__REQUEST__. Extract every line of the records below verbatim, omitting the pictures from your answer.

Begin RECORD EXTRACTS

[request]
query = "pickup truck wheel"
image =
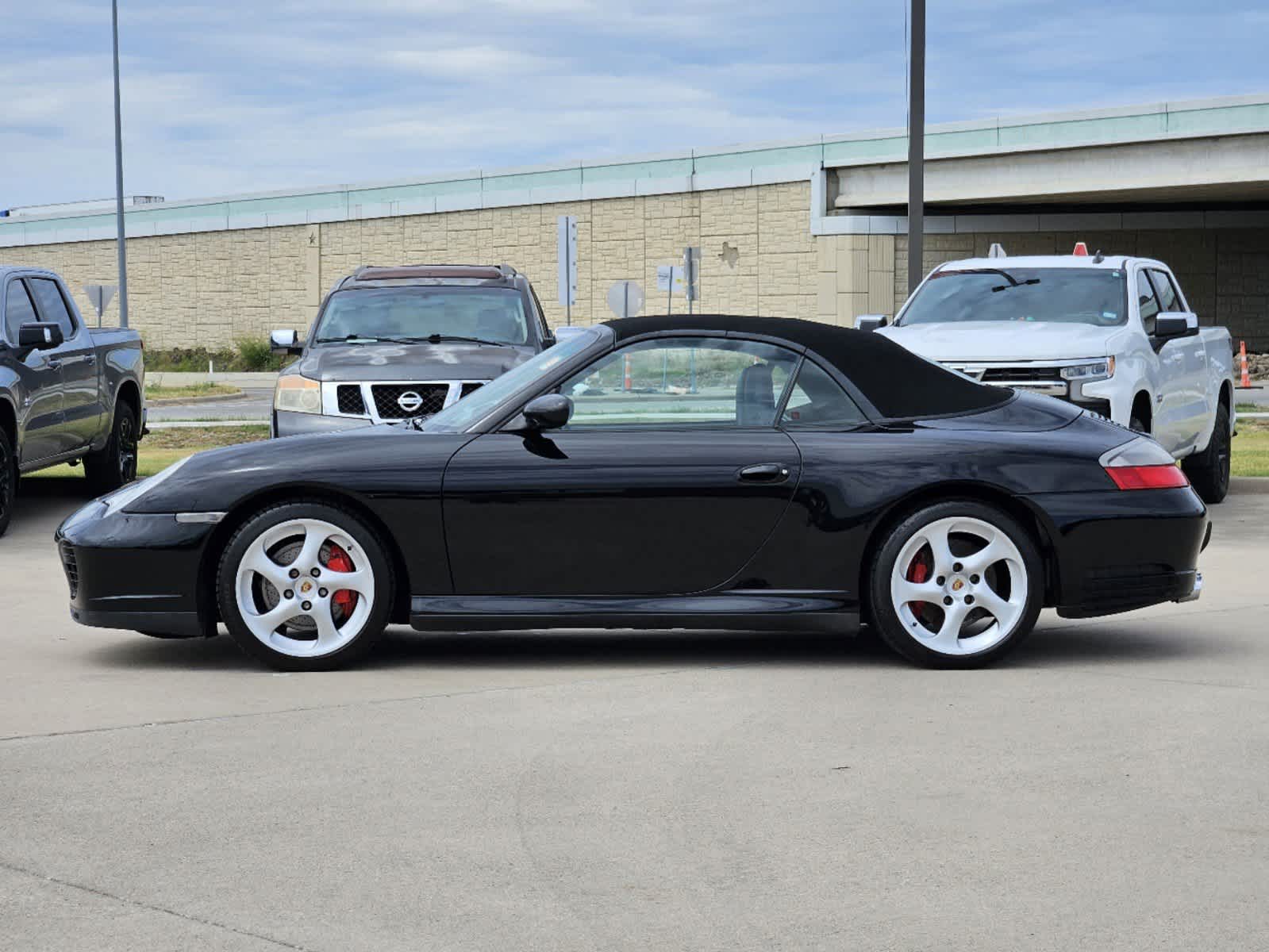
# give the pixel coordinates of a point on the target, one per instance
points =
(8, 482)
(1209, 471)
(956, 584)
(116, 463)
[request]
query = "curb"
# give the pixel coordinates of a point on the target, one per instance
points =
(183, 401)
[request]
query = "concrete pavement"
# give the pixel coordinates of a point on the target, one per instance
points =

End RECORD EXTRACTS

__WORKED SOLUTION__.
[request]
query = "pickup truck wheel"
image =
# give the pixel coordinates of a point on the target, one per instance
points =
(8, 482)
(1209, 471)
(956, 584)
(116, 463)
[request]
query = "curb"
# give the pixel coordinates of a point on the target, one per instance
points =
(183, 401)
[request]
query = "concrete pavement"
# give the pixel coordinates of a point on the target, one per instance
points =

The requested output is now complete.